→ WHAT IS EXPECTED:
Which lines of the records contain the string "sign"? Report each such line in full, and treat uppercase and lowercase as different.

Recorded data
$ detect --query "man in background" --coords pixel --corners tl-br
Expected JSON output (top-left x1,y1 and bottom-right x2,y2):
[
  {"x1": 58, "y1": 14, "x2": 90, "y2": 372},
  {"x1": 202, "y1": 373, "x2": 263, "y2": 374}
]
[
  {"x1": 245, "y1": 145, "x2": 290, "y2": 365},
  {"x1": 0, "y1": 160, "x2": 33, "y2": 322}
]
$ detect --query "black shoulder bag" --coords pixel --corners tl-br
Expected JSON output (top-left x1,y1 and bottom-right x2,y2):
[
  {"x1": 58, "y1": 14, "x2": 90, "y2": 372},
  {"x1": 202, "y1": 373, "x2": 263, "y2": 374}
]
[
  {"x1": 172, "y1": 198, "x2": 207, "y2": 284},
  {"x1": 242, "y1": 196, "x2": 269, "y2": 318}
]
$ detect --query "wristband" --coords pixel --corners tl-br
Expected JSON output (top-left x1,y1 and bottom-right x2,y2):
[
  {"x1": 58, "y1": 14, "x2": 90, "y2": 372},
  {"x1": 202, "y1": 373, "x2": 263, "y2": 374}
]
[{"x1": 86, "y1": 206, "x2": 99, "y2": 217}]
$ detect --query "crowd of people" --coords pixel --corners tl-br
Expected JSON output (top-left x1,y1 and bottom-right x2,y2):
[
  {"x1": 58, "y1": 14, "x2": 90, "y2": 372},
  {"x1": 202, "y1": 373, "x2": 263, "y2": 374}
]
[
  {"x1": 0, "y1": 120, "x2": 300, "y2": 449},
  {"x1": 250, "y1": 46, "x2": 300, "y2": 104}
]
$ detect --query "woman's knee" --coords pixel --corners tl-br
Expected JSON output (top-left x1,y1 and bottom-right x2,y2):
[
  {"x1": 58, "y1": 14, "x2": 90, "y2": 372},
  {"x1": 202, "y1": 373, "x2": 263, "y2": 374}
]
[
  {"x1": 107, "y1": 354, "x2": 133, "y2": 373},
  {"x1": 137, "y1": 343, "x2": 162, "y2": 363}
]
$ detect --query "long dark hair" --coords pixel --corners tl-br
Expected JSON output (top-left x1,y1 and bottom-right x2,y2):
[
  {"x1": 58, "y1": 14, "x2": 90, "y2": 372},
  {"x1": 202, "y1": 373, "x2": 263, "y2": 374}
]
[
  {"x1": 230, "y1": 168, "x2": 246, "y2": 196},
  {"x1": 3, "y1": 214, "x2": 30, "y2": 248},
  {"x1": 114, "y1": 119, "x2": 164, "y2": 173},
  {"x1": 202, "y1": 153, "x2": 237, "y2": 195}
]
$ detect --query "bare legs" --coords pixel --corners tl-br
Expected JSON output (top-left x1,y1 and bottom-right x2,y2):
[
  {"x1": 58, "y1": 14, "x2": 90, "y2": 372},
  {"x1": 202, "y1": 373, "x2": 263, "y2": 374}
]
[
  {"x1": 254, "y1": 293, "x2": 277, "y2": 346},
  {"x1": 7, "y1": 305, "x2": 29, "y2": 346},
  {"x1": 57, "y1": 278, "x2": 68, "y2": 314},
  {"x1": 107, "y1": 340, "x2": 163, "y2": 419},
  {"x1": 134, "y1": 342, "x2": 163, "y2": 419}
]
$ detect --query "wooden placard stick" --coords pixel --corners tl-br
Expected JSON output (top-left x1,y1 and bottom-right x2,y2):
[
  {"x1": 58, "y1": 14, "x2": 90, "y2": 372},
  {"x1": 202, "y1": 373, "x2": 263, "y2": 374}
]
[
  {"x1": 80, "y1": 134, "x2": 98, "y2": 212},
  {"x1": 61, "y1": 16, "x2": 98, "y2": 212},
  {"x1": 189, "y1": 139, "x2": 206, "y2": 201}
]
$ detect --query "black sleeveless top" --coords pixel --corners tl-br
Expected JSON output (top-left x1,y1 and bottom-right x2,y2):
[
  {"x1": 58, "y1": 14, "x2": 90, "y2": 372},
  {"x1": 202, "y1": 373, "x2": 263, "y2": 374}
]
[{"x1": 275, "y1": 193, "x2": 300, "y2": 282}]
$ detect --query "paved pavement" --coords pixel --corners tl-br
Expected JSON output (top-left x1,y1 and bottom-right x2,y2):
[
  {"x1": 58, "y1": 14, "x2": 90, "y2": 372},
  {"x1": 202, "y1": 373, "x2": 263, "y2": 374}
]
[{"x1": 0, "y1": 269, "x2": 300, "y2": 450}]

---

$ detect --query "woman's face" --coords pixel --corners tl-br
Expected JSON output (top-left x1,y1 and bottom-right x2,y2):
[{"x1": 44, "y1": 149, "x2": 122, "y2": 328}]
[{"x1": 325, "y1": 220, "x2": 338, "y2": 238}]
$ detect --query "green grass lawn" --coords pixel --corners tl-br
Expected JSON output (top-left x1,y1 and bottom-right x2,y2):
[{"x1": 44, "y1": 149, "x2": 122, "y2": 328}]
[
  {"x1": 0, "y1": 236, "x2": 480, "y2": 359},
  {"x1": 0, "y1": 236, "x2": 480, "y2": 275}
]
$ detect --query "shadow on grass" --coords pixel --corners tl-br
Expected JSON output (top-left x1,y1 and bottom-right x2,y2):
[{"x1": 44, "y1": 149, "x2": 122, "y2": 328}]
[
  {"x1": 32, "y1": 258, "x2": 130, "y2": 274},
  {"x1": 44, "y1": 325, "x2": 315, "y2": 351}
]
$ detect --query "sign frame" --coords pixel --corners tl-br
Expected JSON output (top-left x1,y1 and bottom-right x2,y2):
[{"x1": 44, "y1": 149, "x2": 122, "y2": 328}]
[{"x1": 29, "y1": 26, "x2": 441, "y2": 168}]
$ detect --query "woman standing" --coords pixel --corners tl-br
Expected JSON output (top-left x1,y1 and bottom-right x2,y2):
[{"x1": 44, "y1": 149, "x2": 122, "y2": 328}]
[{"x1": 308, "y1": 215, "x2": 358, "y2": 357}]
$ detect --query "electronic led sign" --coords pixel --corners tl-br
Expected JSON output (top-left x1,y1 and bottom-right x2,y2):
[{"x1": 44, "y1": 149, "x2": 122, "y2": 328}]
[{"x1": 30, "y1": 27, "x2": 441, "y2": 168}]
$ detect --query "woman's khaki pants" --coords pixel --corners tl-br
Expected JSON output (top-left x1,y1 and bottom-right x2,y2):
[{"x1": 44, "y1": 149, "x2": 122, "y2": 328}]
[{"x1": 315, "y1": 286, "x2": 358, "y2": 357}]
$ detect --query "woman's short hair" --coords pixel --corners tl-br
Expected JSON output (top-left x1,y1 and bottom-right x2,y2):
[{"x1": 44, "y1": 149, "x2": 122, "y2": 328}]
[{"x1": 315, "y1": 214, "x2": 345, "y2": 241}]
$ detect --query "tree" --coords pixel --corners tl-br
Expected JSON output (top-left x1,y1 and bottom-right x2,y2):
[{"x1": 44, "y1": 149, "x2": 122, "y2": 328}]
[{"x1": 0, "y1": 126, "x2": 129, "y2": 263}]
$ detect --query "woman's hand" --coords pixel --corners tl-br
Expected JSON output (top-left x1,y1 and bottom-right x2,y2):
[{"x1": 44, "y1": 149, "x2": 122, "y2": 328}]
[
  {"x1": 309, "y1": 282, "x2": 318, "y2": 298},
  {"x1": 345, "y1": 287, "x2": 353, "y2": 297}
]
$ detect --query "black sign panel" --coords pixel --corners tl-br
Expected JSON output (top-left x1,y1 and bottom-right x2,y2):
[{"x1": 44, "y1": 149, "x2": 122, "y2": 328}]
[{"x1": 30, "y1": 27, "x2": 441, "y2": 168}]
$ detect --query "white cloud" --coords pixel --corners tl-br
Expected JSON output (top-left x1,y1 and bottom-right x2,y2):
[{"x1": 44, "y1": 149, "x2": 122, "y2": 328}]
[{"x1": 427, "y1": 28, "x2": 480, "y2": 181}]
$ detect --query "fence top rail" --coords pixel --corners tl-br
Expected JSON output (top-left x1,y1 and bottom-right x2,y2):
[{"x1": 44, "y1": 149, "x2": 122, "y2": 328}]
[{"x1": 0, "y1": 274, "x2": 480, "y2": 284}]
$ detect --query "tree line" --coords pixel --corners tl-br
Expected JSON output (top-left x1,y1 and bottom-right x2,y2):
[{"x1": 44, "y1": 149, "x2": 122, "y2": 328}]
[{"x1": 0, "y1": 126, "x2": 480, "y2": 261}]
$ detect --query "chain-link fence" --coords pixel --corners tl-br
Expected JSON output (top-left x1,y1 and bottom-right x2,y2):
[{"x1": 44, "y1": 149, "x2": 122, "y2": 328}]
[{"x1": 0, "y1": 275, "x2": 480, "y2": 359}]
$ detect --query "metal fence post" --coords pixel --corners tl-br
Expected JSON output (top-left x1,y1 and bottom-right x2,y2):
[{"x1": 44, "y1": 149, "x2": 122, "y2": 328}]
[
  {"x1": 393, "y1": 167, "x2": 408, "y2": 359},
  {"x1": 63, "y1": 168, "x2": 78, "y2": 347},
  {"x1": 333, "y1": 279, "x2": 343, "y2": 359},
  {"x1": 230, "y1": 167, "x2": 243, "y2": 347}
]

---

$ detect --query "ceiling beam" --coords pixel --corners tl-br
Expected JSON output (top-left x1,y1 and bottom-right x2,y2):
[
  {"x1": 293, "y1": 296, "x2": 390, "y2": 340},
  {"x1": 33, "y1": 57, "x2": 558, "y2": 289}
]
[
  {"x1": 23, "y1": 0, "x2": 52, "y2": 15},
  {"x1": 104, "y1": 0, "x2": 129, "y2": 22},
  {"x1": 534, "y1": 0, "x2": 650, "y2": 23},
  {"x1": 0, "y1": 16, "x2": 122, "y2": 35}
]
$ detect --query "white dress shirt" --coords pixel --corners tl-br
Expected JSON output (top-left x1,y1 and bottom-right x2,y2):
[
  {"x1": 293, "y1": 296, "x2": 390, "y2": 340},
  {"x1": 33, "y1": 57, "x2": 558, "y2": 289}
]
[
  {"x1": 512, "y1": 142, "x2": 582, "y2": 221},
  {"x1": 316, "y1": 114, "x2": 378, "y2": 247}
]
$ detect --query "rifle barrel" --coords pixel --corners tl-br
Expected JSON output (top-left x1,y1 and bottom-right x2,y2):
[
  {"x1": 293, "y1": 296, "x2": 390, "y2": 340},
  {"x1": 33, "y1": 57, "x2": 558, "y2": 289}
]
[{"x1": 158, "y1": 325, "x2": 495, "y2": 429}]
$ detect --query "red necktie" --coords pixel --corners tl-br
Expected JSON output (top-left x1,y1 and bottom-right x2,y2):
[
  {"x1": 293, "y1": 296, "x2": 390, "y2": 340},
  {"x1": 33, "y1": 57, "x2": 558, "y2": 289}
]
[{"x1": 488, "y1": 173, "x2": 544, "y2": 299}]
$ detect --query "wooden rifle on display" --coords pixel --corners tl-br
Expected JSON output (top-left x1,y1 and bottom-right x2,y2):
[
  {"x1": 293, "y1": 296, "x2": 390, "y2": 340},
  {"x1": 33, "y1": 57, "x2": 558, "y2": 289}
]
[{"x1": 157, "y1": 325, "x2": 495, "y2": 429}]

→ EXERCISE RESPONSE:
$ detect --query "sign frame" --coords pixel --corners tl-br
$ detect --query "electronic led sign" --coords pixel --corners tl-br
$ detect --query "black sign panel" --coords pixel --corners tl-br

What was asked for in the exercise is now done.